[Code of Federal Regulations]
[Title 48, Volume 6]
[Revised as of October 1, 2003]
From the U.S. Government Printing Office via GPO Access
[CITE: 48CFR1632.170]

[Page 138-139]
 
            TITLE 48--FEDERAL ACQUISITION REGULATIONS SYSTEM
 
  CHAPTER 16--OFFICE OF PERSONNEL MANAGEMENT FEDERAL EMPLOYEES HEALTH 
                     BENEFITS ACQUISITION REGULATION
 
PART 1632--CONTRACT FINANCING--Table of Contents
 
                         Subpart 1632.1--General
 
Sec. 1632.170  Recurring premium payments to carriers.


    (a)(1) Recurring payments to carriers of community-rated plans. OPM 
will pay to carriers of community-rated plans the premium payments 
received for the plan less the amounts credited to the contingency and 
administrative reserves, amounts assessed under paragraph (a)(2) of this 
section, and amounts due for other contractual obligations. Premium 
payments will be due and payable not later than 30 days after receipt by 
the Federal Employees Health Benefits (FEHB) Fund.
    (2) The sum of the two performance factors applicable under 
1609.7101-2 will be multiplied by the carrier's total net-to-carrier 
premium dollars paid for the preceding contract period. The amount 
obtained after the total premium is multiplied by the sum of the factors 
will be withheld from the carrier's periodic premium payment payable 
during the first quarter of the following contract period unless an 
alternative payment arrangement is made with the carrier's contracting 
officer. OPM will deposit the withheld funds in the carrier's 
contingency reserve for the plan. The aggregate amount withheld annually 
for performance for any carrier will not exceed one percent of premium 
for any contract period.

# Task requirements
[1] According to the regulation on recurring premium payments to carriers, how soon must premium payments to carriers of community-rated plans be paid?
[2] Write the next part of the regulation on recurring premium payments to carriers, picking up after its final sentence.

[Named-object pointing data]
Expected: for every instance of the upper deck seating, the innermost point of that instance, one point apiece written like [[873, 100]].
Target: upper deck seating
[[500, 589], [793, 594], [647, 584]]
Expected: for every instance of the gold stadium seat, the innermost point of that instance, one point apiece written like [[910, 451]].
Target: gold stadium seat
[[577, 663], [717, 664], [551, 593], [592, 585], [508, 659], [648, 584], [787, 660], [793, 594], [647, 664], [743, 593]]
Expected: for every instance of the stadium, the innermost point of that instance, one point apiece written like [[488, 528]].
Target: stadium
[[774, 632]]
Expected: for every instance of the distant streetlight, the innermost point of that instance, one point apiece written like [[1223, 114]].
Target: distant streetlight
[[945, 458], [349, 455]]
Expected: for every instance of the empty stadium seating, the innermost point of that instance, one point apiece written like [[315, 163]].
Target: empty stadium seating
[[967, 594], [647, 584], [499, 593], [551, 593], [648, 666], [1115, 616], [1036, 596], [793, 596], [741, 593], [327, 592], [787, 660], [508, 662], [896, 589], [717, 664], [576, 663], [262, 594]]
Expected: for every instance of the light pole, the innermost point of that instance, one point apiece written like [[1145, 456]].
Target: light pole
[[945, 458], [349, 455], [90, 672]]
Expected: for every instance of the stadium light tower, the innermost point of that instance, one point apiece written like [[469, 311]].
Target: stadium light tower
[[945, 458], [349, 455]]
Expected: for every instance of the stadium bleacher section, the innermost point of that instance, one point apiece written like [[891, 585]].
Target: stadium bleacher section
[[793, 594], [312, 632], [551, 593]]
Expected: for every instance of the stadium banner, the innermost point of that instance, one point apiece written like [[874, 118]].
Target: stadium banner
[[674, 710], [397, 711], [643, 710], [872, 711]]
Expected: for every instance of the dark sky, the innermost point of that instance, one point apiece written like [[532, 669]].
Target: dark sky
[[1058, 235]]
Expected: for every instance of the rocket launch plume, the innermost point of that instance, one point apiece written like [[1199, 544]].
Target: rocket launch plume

# Per-task outputs
[1] They are due and payable not later than 30 days after the Federal Employees Health Benefits (FEHB) Fund receives them.

[2]
    (b)(1) Recurring payments to carriers of experience-rated plans. OPM 
will make payments on a letter of credit (LOC) basis. Premium payments 
received for the plan, less the amounts credited to the contingency and 
administrative reserves and amounts for other obligations due under the 
contract, will be made available for carrier drawdown not later than 30 
days after receipt by the FEHB Fund.
    (2) Withdrawals from the LOC account will be made on a checks-
presented basis. Under a checks-presented basis, drawdown on the LOC is 
delayed until the checks issued for FEHB Program disbursements are 
presented to the carrier's bank for payment.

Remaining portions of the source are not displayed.